··· Data extracts

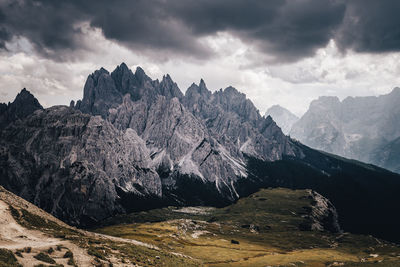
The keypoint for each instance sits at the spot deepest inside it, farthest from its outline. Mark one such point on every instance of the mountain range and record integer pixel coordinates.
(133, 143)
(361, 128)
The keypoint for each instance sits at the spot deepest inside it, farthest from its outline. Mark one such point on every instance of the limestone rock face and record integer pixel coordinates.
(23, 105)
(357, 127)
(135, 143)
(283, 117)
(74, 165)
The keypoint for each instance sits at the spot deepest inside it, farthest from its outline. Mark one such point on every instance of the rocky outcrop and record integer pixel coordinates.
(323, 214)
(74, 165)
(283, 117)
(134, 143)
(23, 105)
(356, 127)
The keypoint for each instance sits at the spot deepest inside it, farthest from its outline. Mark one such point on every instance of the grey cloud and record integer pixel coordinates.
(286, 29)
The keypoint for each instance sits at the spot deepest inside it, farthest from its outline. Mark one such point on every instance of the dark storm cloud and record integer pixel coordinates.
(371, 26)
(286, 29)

······

**Work order:** Keep the pictures out of the copy and return the rest of the data above exactly.

**Exercise solution:**
The keypoint for each instance sits at the spot deepest inside it, farthest from its outline. Mark one such point on every instance of the mountain range and record integer pixel coordinates.
(133, 143)
(361, 128)
The keypoint for each instance sits at the spot deepest inside it, farthest from its outline. Mark one such point on every instance of the limestone rock face and record integer pixel coordinates.
(23, 105)
(357, 127)
(135, 143)
(283, 117)
(74, 165)
The keypoint for each instance sits at the spot deepest inside it, farthest from its outline. Mark one such point on every instance of the rocky outcrop and record integer pixel coordinates.
(323, 214)
(74, 165)
(283, 117)
(134, 143)
(23, 105)
(356, 127)
The keypoint for each instance sits at the spot deepest inside it, farthest from its outline. Mark one such point on every instance of the grey cloud and record integer pixel coordinates.
(286, 29)
The keypoint for each instance sits at the spot deepest inside it, farthest from its outline. Mark one such point on every instance of the dark storm cloud and record integer pixel coordinates.
(371, 26)
(286, 29)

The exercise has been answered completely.